§ TEXTE FOURNI:
------------------------------------
Outre les contenus (vrais ou contrefaits) relatifs au conflit russo-ukrainien circulant sur Telegram, le réseau a pu être utilisé par les divers acteurs pour stocker des vidéos, pour partager des dossiers, voir, pour coordonner des actions. Il sera intéressant d’observer dans l’avenir la place que Telegram aura prise en matière de sources d’archives sur le conflit en Ukraine, mais aussi sur les activités russes en Afrique, les SMP russes y étant très présentes depuis des années.

Malgré l’apaisement des relations entre Moscou et Durov, Vladimir Poutine a signé à l’été 2024 un paquet de lois imposant à tous les administrateurs de chaînes Telegram ayant plus de 10 000 abonnés de communiquer à Roskomnadzor tous les renseignements exigés par l’agence ; en cas de refus, ils ne pourraient plus diffuser de publicité sur leurs chaînes, ce qui est une source notable de revenus, notamment pour des chaînes pro-guerre influentes comme WarGonzo (plus de 1,2 million d’abonnés) ou Grey_Zone (plus de 60 000 abonnés, identifié comme un canal « officiel » du groupe Wagner).

À compter du 1er janvier 2025, les administrateurs auront également l’obligation de limiter l’accès aux pages personnelles des utilisateurs dans les 24 heures suivant la réception d’une demande de Roskomnadzor si ces utilisateurs n’ont pas fourni leurs informations au régulateur. Dans le même ordre d’idées, les chaînes de plus de 500 000 utilisateurs devront, sur demande de Roskomnadzor ou du FSB, communiquer aux autorités des données relatives à leurs utilisateurs.

Ces textes rappellent les demandes des années 2018 ; pour autant Durov n’y a pas réagi de manière véhémente. Ce calme apparent participait à renforcer des rumeurs faisant état d’une certaine proximité entre le pouvoir russe et le milliardaire exilé, même s’il nie publiquement entretenir de telles connexions. Tout récemment, le Kremlin a officiellement démenti l’information selon laquelle Vladimir Poutine aurait rencontré Durov à Bakou quelques jours avant l’arrestation de ce dernier.

Telegram aurait été déficitaire pendant plusieurs années et aurait fonctionné grâce aux fonds propres de Durov. En 2021, des messages publicitaires ont commencé à apparaître sur les chaînes. On voyait alors des annonces portant aussi bien sur des taux de change parfois douteux, des fausses nouvelles, mais aussi sur des cryptomonnaies.

En 2018 et 2021, Durov levait 2,5 milliards de dollars pour lancer une cryptomonnaie et couvrir les dettes de l’entreprise. Parmi les investisseurs russes de Telegram, on a pu retrouver les milliardaires Roman Abramovitch, Sergueï Solonine (fondateur du système de paiement russe Qiwi) David Yakobashvili (créateur de la grande entreprise agro-alimentaire Wimm-Bill-Dann), placé sous sanctions par l’Ukraine pour sa proximité avec le régime de Poutine, ou encore Mikhaïl Fridman, propriétaire d’Alpha Capital, structure dont le projet caritatif a été un temps dirigé par la fille aînée de Poutine. Enfin, en 2021, la société VTB Capital, détenue à 60 % par l’État russe et dirigée par un proche de Poutine, Andreï Kostine, dépensait plus d’un milliard de dollars en obligations Telegram.
------------------------------------
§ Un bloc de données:
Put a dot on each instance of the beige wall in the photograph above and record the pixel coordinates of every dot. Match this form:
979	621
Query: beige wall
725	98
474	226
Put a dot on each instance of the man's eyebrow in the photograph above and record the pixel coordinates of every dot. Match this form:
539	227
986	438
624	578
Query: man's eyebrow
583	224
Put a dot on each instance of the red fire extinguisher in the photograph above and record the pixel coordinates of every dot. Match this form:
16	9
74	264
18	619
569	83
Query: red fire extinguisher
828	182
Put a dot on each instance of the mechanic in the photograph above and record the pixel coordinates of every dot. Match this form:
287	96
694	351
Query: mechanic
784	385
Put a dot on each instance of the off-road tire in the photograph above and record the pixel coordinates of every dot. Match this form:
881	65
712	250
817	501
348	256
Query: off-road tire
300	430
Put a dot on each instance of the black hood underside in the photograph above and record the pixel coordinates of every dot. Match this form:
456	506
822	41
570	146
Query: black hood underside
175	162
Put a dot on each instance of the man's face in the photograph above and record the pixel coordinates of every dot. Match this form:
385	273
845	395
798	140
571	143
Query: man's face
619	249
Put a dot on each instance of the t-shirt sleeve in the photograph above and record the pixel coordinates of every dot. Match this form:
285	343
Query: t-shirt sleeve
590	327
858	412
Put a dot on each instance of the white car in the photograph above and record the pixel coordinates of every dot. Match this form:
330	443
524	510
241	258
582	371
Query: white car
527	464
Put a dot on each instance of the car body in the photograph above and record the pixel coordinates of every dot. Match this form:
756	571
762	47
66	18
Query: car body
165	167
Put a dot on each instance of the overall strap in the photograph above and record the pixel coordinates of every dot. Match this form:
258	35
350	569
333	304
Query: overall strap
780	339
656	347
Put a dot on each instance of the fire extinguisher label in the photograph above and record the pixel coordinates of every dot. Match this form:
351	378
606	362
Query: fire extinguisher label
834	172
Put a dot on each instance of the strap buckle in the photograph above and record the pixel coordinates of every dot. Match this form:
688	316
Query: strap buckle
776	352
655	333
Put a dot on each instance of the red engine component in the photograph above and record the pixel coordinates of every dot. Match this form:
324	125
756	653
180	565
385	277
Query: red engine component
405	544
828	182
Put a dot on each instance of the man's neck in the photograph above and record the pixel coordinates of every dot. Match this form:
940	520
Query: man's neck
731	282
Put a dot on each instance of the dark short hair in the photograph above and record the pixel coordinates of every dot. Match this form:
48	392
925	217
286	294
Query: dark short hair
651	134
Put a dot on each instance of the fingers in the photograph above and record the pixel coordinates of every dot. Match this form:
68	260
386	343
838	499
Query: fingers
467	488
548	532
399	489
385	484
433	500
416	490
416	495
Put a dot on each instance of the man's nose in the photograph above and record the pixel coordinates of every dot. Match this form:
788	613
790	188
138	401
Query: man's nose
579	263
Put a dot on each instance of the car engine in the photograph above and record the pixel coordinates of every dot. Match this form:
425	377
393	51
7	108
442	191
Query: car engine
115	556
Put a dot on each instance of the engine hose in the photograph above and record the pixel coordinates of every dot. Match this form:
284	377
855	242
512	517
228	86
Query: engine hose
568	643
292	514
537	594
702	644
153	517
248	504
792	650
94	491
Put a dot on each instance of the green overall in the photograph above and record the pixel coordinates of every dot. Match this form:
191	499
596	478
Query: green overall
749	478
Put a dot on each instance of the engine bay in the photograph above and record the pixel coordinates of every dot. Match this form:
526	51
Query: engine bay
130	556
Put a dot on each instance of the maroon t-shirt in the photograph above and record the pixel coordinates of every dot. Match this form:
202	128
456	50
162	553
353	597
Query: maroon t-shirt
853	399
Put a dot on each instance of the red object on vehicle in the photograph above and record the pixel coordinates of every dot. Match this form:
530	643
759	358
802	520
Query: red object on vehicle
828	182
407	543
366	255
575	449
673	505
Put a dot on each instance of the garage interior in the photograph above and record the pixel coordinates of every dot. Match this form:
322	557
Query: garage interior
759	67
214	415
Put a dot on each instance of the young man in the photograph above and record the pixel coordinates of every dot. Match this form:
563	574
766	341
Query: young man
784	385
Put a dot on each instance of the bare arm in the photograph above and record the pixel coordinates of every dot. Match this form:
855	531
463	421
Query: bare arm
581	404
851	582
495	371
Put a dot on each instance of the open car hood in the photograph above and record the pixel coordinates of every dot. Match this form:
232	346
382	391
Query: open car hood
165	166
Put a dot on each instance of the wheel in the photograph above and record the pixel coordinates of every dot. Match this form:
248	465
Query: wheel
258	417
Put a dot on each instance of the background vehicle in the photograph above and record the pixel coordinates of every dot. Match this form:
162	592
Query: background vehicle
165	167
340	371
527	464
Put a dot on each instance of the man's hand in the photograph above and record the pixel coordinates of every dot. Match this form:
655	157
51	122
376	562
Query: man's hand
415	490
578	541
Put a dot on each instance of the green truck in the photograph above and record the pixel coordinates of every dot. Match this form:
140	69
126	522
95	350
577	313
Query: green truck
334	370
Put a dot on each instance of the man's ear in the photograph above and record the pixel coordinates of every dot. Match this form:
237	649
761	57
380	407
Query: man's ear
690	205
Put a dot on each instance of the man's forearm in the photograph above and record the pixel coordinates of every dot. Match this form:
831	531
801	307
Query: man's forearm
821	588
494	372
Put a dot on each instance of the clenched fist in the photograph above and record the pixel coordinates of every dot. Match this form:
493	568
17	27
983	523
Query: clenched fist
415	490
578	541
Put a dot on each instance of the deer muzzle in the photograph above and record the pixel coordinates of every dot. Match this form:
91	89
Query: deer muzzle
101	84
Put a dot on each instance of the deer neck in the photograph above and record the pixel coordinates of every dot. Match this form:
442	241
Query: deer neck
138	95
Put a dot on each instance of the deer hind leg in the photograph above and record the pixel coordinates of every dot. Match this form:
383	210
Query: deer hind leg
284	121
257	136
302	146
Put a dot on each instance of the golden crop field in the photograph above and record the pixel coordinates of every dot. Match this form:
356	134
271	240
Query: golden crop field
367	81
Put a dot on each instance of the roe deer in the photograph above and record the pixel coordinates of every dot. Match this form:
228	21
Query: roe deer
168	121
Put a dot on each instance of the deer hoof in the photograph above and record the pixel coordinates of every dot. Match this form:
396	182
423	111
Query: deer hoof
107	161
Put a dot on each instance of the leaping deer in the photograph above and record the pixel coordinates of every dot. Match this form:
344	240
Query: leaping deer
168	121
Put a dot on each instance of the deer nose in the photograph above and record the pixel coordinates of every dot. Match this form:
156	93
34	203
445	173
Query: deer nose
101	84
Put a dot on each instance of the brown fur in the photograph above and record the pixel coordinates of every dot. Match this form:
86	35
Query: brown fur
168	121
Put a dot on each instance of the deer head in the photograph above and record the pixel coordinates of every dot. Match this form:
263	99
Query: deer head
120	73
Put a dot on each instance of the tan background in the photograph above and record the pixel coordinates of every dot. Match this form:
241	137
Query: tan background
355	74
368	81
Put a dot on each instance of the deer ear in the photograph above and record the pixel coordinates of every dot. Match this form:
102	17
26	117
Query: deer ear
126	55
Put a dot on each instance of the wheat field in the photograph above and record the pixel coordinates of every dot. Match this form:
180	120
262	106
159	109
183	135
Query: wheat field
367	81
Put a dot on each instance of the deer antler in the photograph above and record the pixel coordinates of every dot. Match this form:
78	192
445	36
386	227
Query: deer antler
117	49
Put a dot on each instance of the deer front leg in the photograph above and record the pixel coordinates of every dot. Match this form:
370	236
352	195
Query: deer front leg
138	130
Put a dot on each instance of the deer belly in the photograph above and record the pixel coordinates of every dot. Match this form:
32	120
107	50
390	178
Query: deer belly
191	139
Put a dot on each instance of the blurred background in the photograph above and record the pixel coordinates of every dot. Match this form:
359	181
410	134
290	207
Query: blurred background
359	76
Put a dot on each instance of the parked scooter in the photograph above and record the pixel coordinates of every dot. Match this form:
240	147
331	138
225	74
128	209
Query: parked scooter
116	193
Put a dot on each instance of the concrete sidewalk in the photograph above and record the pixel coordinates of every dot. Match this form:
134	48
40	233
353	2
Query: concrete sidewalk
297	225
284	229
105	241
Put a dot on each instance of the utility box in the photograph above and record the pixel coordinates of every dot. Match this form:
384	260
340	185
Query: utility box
------------------------------------
§ OBJECTIF A:
Pouvez-vous transcrire fidèlement le passage du texte sur Telegram et le pouvoir russe qui s'ouvre sur les mots contenant « Telegram aurait été déficitaire » et se clôt sur « sur des cryptomonnaies. » ?
§ OBJECTIF B:
Pourriez-vous poursuivre le texte sur Telegram et le pouvoir russe à partir de sa dernière phrase ?

§ RÉPONSE PROPOSÉE A:
Telegram aurait été déficitaire pendant plusieurs années et aurait fonctionné grâce aux fonds propres de Durov. En 2021, des messages publicitaires ont commencé à apparaître sur les chaînes. On voyait alors des annonces portant aussi bien sur des taux de change parfois douteux, des fausses nouvelles, mais aussi sur des cryptomonnaies.

§ RÉPONSE PROPOSÉE B:
Tous ces liens participent à semer le doute quant aux connexions entretenues entre la plate-forme et le pouvoir russe.

Un des arguments mis en avant par Telegram pour assurer ses utilisateurs du fait que leurs messages ne seront accessibles qu’aux destinataires et auteurs de ceux-ci est le chiffrement de bout en bout, ou End-to-End (E2E), mis en place sur la plate-forme pour protéger les données y circulant.

À ce titre, les clés permettant de déchiffrer les données se trouvent uniquement sur l’appareil qui a envoyé ces données et sur l’appareil du destinataire, assurant la fiabilité du système. Toutefois, le chiffrement n’est pas mis en œuvre par défaut. Il doit être activé manuellement afin de créer un chat secret, sachant que ce dernier devra être distinct pour chaque personne à qui l’initiateur du chat voudra parler, ce qui rend la manipulation assez complexe. Enfin, concernant les discussions secrètes chiffrées de bout en bout, un chercheur allemand a découvert en 2021 que Telegram créait des aperçus de liens transmis dans les chats secrets sur ses serveurs, ce qui semblerait indiquer que la messagerie a bel et bien accès aux correspondances secrètes.

En résumé, Telegram est un acteur majeur de la sphère informationnelle en général, y compris de la sphère informationnelle russe. À ce titre, la plate-forme est aujourd’hui un acteur de premier plan maîtrisant un nœud stratégique du cyberespace russe. L’arrestation de Durov permettra (et permet déjà) à la Russie, mais aussi à des représentants des courants radicaux européens et américains, notamment de droite, de s’offusquer et d’invoquer la liberté d’expression bafouée par les Occidentaux et par la France en particulier. Cet argumentaire omettra de prendre en considération que les raisons de l’arrestation sont directement liées à la non-coopération de Telegram dans le cadre d’enquêtes portant sur des activités criminelles, et passera sous silence les nombreuses lois visant à maîtriser la sphère informationnelle russe, particulièrement renforcées depuis l’invasion de l’Ukraine.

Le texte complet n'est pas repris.